WHAT IS EXPECTED »
Recast every one of the records below as a numbered list with one item per line, skipping any blank lines. Leave the pictures out of your answer.

RECORD LIST »
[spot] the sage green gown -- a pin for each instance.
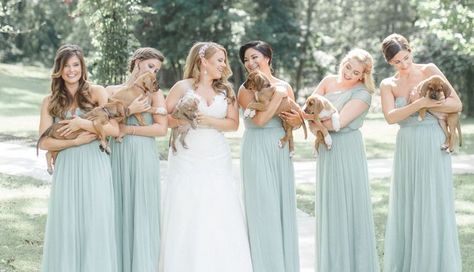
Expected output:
(345, 237)
(269, 195)
(136, 176)
(421, 233)
(80, 232)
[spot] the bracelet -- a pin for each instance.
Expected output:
(127, 112)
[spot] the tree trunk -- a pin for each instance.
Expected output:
(304, 47)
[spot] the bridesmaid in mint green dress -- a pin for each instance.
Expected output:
(80, 233)
(267, 174)
(345, 237)
(136, 174)
(421, 232)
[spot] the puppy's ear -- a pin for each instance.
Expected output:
(424, 87)
(147, 82)
(446, 89)
(318, 106)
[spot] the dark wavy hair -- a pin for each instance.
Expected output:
(260, 46)
(145, 53)
(61, 99)
(393, 44)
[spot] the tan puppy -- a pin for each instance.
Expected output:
(321, 108)
(99, 116)
(436, 88)
(261, 86)
(143, 85)
(186, 110)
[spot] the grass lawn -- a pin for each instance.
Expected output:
(23, 207)
(380, 188)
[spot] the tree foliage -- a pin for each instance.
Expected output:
(309, 37)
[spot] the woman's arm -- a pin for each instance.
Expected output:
(99, 96)
(452, 103)
(261, 117)
(160, 123)
(48, 143)
(394, 115)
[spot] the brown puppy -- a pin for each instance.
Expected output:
(143, 85)
(321, 108)
(186, 110)
(99, 116)
(436, 88)
(260, 85)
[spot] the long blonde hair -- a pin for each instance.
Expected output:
(366, 60)
(193, 63)
(61, 99)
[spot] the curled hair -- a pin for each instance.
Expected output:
(61, 99)
(393, 44)
(365, 59)
(145, 53)
(260, 46)
(192, 68)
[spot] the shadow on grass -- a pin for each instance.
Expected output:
(23, 204)
(380, 189)
(21, 96)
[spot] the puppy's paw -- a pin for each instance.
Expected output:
(119, 138)
(161, 111)
(336, 124)
(249, 113)
(252, 113)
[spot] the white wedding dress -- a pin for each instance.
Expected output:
(203, 225)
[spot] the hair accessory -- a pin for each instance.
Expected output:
(202, 50)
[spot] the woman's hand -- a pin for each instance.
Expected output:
(204, 120)
(426, 102)
(71, 125)
(280, 93)
(84, 138)
(123, 131)
(140, 104)
(291, 117)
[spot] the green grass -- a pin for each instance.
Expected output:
(23, 207)
(380, 188)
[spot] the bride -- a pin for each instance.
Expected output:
(203, 222)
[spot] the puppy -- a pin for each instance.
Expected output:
(99, 116)
(143, 85)
(436, 88)
(186, 110)
(263, 91)
(321, 108)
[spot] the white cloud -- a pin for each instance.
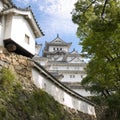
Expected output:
(59, 8)
(56, 14)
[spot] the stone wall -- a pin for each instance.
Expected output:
(22, 67)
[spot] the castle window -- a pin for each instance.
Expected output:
(72, 76)
(27, 39)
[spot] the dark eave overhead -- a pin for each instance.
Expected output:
(29, 16)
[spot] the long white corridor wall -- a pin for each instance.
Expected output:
(44, 80)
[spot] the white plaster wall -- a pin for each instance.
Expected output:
(18, 27)
(68, 68)
(63, 48)
(60, 94)
(82, 92)
(8, 26)
(67, 78)
(1, 6)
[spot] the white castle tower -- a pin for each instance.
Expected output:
(67, 67)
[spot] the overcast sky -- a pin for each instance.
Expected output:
(54, 17)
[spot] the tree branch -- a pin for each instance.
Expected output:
(103, 10)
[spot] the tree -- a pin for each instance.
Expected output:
(99, 32)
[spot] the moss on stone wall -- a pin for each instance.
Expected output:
(21, 100)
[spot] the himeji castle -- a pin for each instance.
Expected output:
(67, 67)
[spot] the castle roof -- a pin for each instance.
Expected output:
(57, 42)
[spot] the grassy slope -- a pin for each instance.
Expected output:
(17, 103)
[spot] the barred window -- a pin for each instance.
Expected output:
(27, 39)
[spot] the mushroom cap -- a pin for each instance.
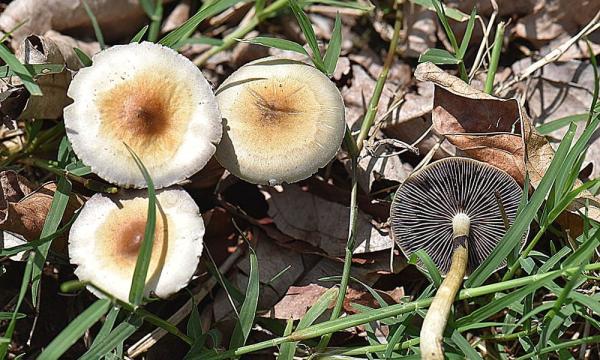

FINAL RESULT »
1. [spot] the sage green gown -- a pin for each instance.
2. Expected output:
3. (345, 237)
4. (269, 195)
5. (136, 176)
6. (421, 233)
7. (80, 232)
8. [spot] the bracelet -- a pin for each instance.
9. Expected output:
10. (127, 112)
11. [spot] the tree trunk -- a pin for each instance.
12. Expected output:
13. (304, 47)
14. [spot] the bridesmaid in mint green dress -- a pin for each instance.
15. Expected output:
16. (80, 233)
17. (267, 174)
18. (345, 237)
19. (136, 174)
20. (421, 232)
21. [spot] the puppy's ear -- a pin for each instance.
22. Expected output:
23. (424, 87)
24. (147, 82)
25. (446, 89)
26. (318, 106)
27. [spot] the dark wavy hair -- a pin for each instance.
28. Expected output:
29. (260, 46)
30. (145, 53)
31. (61, 99)
32. (393, 44)
33. [spot] the tan puppy -- a pin for each instance.
34. Expected output:
35. (321, 108)
36. (99, 116)
37. (436, 88)
38. (261, 86)
39. (143, 85)
40. (186, 110)
41. [spot] the grass lawn -- a pin for each instance.
42. Expected output:
43. (23, 207)
44. (380, 188)
45. [spot] the tree foliage -- a pin for each instance.
46. Expected output:
47. (309, 37)
48. [spot] the woman's arm -- a pin for each instance.
49. Expected output:
50. (99, 96)
51. (452, 103)
52. (261, 117)
53. (160, 123)
54. (48, 143)
55. (394, 115)
56. [spot] the brown puppy -- a pin for each instance.
57. Expected output:
58. (143, 85)
59. (321, 108)
60. (186, 110)
61. (99, 116)
62. (436, 88)
63. (260, 85)
64. [spot] the long blonde hair -- a pin for each instance.
65. Expected output:
66. (366, 60)
67. (193, 63)
68. (61, 99)
69. [spot] the curled hair -- a pin for each instance.
70. Expected output:
71. (61, 99)
72. (393, 44)
73. (365, 59)
74. (145, 53)
75. (260, 46)
76. (192, 68)
77. [spot] the shadow on grass -- a pin for each instance.
78. Expected output:
79. (23, 204)
80. (380, 189)
81. (21, 96)
82. [spot] the puppy's paw -- a pin for each instance.
83. Expected output:
84. (119, 138)
85. (161, 111)
86. (336, 124)
87. (249, 113)
88. (252, 113)
89. [spot] the white wedding dress -- a pin for each instance.
90. Expected output:
91. (203, 225)
92. [spot] the hair accessory -- a pin for each instance.
93. Expected output:
94. (202, 50)
95. [spot] the woman's hand -- a pin for each instance.
96. Expected output:
97. (204, 120)
98. (426, 102)
99. (71, 125)
100. (280, 93)
101. (84, 138)
102. (123, 131)
103. (140, 104)
104. (291, 117)
105. [spot] the green grass -- a pin for each instance.
106. Expected output:
107. (23, 207)
108. (380, 188)
109. [spot] the bride -- a pin for each instance.
110. Expected output:
111. (203, 222)
112. [spot] the puppy -- a pin for each instance.
113. Expected output:
114. (99, 116)
115. (143, 85)
116. (436, 88)
117. (186, 110)
118. (263, 91)
119. (321, 108)
120. [spot] the white cloud -- a pin for each instance.
121. Expected output:
122. (59, 8)
123. (56, 14)
124. [spot] the stone wall -- a pin for each instance.
125. Expected output:
126. (22, 67)
127. [spot] the castle window -- a pin for each instance.
128. Expected output:
129. (72, 76)
130. (27, 39)
131. [spot] the dark eave overhead -- a pin for each instance.
132. Expected output:
133. (29, 16)
134. [spot] the long white corridor wall -- a pin for each instance.
135. Expected output:
136. (44, 80)
137. [spot] the white plaster wall -- a pin for each instance.
138. Expected output:
139. (18, 27)
140. (68, 68)
141. (63, 48)
142. (60, 94)
143. (82, 92)
144. (8, 26)
145. (67, 78)
146. (1, 6)
147. [spot] the white castle tower -- a pin for each instance.
148. Expected output:
149. (67, 67)
150. [spot] the overcast sky -- a pin for each instance.
151. Expected output:
152. (54, 17)
153. [spot] the tree branch -- a pin for each instance.
154. Expected output:
155. (103, 10)
156. [spot] the tree -- a pin for each instance.
157. Expected output:
158. (99, 32)
159. [spot] the moss on stone wall -- a pin for each instance.
160. Expected output:
161. (21, 100)
162. [spot] the himeji castle -- a pin for each instance.
163. Expected output:
164. (67, 67)
165. [spot] the castle roof -- a pin for each instance.
166. Expected output:
167. (57, 42)
168. [spot] the grassy slope -- a pin for each instance.
169. Expected output:
170. (17, 103)
171. [spot] the barred window -- a pin for each instance.
172. Expected output:
173. (27, 39)
174. [spot] the mushroom cap -- a pin for each instance.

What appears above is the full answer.